(THE RECORDS)
——

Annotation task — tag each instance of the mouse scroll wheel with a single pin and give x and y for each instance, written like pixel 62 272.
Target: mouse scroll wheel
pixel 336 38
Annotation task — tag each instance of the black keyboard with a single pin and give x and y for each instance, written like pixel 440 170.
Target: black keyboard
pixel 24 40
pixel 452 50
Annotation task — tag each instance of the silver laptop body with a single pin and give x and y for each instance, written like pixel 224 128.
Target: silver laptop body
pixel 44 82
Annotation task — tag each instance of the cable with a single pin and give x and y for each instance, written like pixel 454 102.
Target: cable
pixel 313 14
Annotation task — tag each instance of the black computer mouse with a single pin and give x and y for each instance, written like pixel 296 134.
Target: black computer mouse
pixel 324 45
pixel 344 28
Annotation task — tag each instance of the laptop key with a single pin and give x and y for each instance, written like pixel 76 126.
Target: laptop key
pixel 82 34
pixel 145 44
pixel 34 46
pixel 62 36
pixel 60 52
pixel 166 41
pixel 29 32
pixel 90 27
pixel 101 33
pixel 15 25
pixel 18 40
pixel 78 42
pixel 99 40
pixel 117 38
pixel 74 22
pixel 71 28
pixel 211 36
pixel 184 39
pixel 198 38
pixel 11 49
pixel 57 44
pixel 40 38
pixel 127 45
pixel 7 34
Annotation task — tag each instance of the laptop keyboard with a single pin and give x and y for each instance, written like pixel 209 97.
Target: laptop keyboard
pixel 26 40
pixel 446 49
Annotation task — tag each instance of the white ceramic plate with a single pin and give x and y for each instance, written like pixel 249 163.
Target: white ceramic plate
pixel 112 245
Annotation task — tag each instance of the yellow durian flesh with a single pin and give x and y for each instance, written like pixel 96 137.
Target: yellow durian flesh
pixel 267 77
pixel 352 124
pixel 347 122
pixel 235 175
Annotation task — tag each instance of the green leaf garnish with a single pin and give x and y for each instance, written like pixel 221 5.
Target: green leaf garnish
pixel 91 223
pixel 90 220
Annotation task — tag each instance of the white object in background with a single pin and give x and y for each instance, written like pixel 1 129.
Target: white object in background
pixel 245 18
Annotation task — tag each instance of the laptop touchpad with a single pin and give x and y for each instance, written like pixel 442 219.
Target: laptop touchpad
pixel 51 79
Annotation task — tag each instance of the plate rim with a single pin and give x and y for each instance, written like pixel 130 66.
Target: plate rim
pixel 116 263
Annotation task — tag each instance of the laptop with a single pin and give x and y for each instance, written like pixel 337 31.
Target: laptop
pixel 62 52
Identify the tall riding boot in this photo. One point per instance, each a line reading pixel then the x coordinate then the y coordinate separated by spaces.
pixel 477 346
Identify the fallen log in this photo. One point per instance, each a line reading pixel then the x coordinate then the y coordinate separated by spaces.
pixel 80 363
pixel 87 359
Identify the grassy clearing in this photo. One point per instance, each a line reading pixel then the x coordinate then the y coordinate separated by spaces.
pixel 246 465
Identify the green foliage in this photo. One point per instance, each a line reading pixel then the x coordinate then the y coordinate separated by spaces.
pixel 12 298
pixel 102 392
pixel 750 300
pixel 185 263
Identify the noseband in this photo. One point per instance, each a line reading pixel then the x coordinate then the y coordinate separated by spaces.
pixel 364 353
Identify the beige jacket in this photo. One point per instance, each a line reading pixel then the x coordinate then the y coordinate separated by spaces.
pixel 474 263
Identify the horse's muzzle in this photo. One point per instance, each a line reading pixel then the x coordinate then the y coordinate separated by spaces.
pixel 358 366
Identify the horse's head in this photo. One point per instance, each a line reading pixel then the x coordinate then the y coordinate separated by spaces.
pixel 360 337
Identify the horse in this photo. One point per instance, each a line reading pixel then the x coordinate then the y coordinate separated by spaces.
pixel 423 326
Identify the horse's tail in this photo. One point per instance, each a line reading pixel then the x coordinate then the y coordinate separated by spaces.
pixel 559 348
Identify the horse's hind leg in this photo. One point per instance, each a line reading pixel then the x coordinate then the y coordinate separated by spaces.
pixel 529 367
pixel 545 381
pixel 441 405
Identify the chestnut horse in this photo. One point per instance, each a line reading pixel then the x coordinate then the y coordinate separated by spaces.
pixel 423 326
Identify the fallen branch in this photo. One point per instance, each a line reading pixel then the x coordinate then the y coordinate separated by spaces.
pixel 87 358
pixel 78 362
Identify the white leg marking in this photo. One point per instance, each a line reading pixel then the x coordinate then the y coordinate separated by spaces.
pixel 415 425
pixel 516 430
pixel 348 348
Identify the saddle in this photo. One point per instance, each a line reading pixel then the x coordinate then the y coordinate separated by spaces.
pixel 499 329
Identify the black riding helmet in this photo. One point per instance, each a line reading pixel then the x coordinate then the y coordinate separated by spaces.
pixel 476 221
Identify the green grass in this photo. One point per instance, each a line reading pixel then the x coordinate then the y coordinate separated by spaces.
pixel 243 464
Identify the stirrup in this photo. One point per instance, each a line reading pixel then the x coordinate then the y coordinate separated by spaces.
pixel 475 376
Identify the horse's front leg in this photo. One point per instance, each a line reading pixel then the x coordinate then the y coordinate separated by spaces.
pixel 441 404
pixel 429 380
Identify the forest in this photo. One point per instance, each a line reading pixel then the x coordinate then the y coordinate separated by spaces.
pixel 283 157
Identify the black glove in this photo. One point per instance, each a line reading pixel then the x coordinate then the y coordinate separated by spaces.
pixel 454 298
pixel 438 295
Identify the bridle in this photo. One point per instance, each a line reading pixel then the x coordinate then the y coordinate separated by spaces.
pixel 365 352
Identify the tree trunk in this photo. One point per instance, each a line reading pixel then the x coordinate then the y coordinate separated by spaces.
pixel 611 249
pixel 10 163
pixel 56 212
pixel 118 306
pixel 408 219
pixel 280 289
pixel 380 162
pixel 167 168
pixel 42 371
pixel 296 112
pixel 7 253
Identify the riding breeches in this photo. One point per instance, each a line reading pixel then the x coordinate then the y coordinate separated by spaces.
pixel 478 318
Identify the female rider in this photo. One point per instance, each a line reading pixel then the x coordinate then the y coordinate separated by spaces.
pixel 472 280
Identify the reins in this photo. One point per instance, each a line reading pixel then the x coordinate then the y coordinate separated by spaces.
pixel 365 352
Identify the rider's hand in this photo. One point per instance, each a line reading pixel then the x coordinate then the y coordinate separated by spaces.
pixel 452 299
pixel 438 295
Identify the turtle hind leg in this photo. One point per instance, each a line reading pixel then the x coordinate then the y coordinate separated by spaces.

——

(PROBLEM DETAILS)
After reading the listing, copy all of it out exactly.

(EXPECTED OUTPUT)
Annotation task — tag each instance of the mouse scroll wheel with a single pin and give x and y for each instance, written like pixel 62 272.
Target: mouse scroll wheel
pixel 336 38
Annotation task — tag each instance of the black keyboard with a single pin and give x and y for each instance, written like pixel 440 170.
Target: black keyboard
pixel 24 40
pixel 452 50
Annotation task — tag each instance of the silver laptop body with a single pin and give x and y for each instance, written like pixel 224 128.
Target: silver laptop body
pixel 44 82
Annotation task — tag each instance of the cable with a single pin and give x and y for each instance, written like pixel 454 102.
Target: cable
pixel 313 14
Annotation task — tag each instance of the black computer mouse with a single pin and give x and y for each instance, written like pixel 296 134.
Target: black computer mouse
pixel 324 45
pixel 344 28
Annotation task — tag each instance of the laptop key with a single pin and give x and y for each instance, written like pixel 76 126.
Target: laptop key
pixel 82 34
pixel 145 44
pixel 34 46
pixel 62 36
pixel 60 52
pixel 166 41
pixel 29 32
pixel 90 27
pixel 101 33
pixel 15 25
pixel 18 40
pixel 78 42
pixel 99 40
pixel 117 38
pixel 74 22
pixel 71 28
pixel 211 36
pixel 184 39
pixel 198 38
pixel 11 49
pixel 57 44
pixel 40 38
pixel 127 45
pixel 7 34
Annotation task — tag each instance of the laptop keyboard with a single pin and give x and y for each instance, written like pixel 209 97.
Target: laptop keyboard
pixel 26 40
pixel 446 49
Annotation task — tag each instance of the white ceramic plate with a single pin and give x and y for each instance, written like pixel 249 163.
Target: white ceramic plate
pixel 112 245
Annotation task — tag each instance of the yellow durian flesh with a single pin and give x and y for each instance, written like pixel 96 137.
Target: yellow durian flesh
pixel 267 77
pixel 352 124
pixel 347 122
pixel 235 175
Annotation task — tag each instance of the green leaf garnish with a single pin and give x and y for each instance, written like pixel 221 5.
Target: green leaf garnish
pixel 91 223
pixel 90 220
Annotation task — tag each instance of the white object in background with a single pin and give x and y for each instance, written like pixel 1 129.
Target: white object in background
pixel 245 18
Annotation task — tag each instance of the laptop touchpad with a single pin and give x and y for each instance, written like pixel 442 219.
Target: laptop touchpad
pixel 51 79
Annotation task — tag each instance of the plate rim with a single pin and give x and y for each instance, written like pixel 130 66.
Target: plate rim
pixel 116 263
Annotation task — tag each instance of the laptop with a single pin and give x and y for each instance, written like pixel 337 31.
Target: laptop
pixel 62 52
Identify the tall riding boot in this photo. One point per instance, each a line reading pixel then the x coordinate then the y coordinate separated by spaces.
pixel 477 346
Identify the fallen log in this photo. One point per instance, each a line reading pixel then the x coordinate then the y coordinate separated by spaces.
pixel 80 363
pixel 87 359
Identify the grassy clearing in this photo. One point per instance, each a line reading pixel then the x coordinate then the y coordinate separated by spaces.
pixel 246 465
Identify the green foliage in this photo. One point per instance, each a line reading pixel then the x coordinate then the y coordinate separated by spaces.
pixel 12 298
pixel 102 392
pixel 750 300
pixel 185 263
Identify the noseband in this photo. One point per instance, each a line reading pixel then the x coordinate then the y coordinate separated by spaces.
pixel 364 353
Identify the beige jacket in this photo. One point per instance, each a line reading pixel then the x coordinate then the y coordinate separated by spaces.
pixel 474 263
Identify the horse's muzzle in this photo. One point per instance, each a line reading pixel then the x coordinate then the y coordinate separated by spaces.
pixel 358 366
Identify the horse's head in this photo. One point per instance, each a line reading pixel then the x coordinate then the y coordinate separated by spaces.
pixel 360 337
Identify the horse in this photo. One point per instance, each a line reading pixel then the x coordinate then the y coordinate separated by spaces.
pixel 423 326
Identify the horse's tail in this photo. One point per instance, each a line reading pixel then the x coordinate then the y coordinate separated by spaces.
pixel 559 348
Identify the horse's hind leg in this photo. One point per instance, each a line reading pixel then the x coordinate then the y coordinate separated by spaces.
pixel 529 367
pixel 545 381
pixel 441 405
Identify the chestnut horse in this photo. One point per instance, each a line reading pixel then the x coordinate then the y coordinate separated by spaces.
pixel 423 326
Identify the fallen branch in this photo. One point per instance, each a line reading pixel then the x coordinate then the y coordinate separated by spaces.
pixel 87 358
pixel 78 362
Identify the white leg marking in this photo. One point per instance, each a line reading pixel then the x coordinate then the y coordinate separated by spaces.
pixel 415 425
pixel 516 430
pixel 348 348
Identify the saddle in this photo. One point per instance, each a line reading pixel then the x coordinate then the y coordinate separated by spaces.
pixel 499 329
Identify the black riding helmet in this photo. One point per instance, each a line reading pixel then the x coordinate then the y coordinate separated by spaces.
pixel 476 221
Identify the green grass in this photo. One point per instance, each a line reading pixel then the x coordinate then the y coordinate separated by spaces.
pixel 243 464
Identify the stirrup in this photo. One point per instance, each a line reading pixel then the x coordinate then the y coordinate separated by spaces.
pixel 475 376
Identify the horse's front leg in this photo. One point per instance, each a line reading pixel then the x coordinate then the y coordinate separated by spaces.
pixel 441 404
pixel 429 380
Identify the forest in this photo. One point per instance, each a line reading pixel then the x coordinate then the y coordinate separated by spaces.
pixel 283 157
Identify the black glove in this photo. One point per instance, each a line reading pixel then the x coordinate then the y coordinate separated by spaces.
pixel 454 298
pixel 438 295
Identify the bridle in this photo. One point per instance, each a line reading pixel then the x coordinate then the y coordinate separated by spaces.
pixel 365 352
Identify the tree trunk in this photo. One point per instance, each a line reading pixel then the x coordinate then the y coordinate separated by spaces.
pixel 611 249
pixel 10 163
pixel 56 212
pixel 118 306
pixel 408 219
pixel 280 289
pixel 380 162
pixel 167 168
pixel 42 371
pixel 296 112
pixel 7 253
Identify the riding breeches in this photo. One point per instance, each a line reading pixel then the x coordinate then the y coordinate separated by spaces.
pixel 478 318
Identify the female rider in this photo. One point per instance, each a line reading pixel then the x coordinate then the y coordinate separated by spaces.
pixel 472 280
Identify the reins in this photo. One point per instance, each a line reading pixel then the x coordinate then the y coordinate separated by spaces.
pixel 365 352
Identify the rider's hand in this photo. One point per instance, each a line reading pixel then the x coordinate then the y coordinate separated by spaces.
pixel 452 299
pixel 438 295
Identify the turtle hind leg in this photo. One point per instance, each a line reading pixel then the x coordinate then the y coordinate separated by spaces.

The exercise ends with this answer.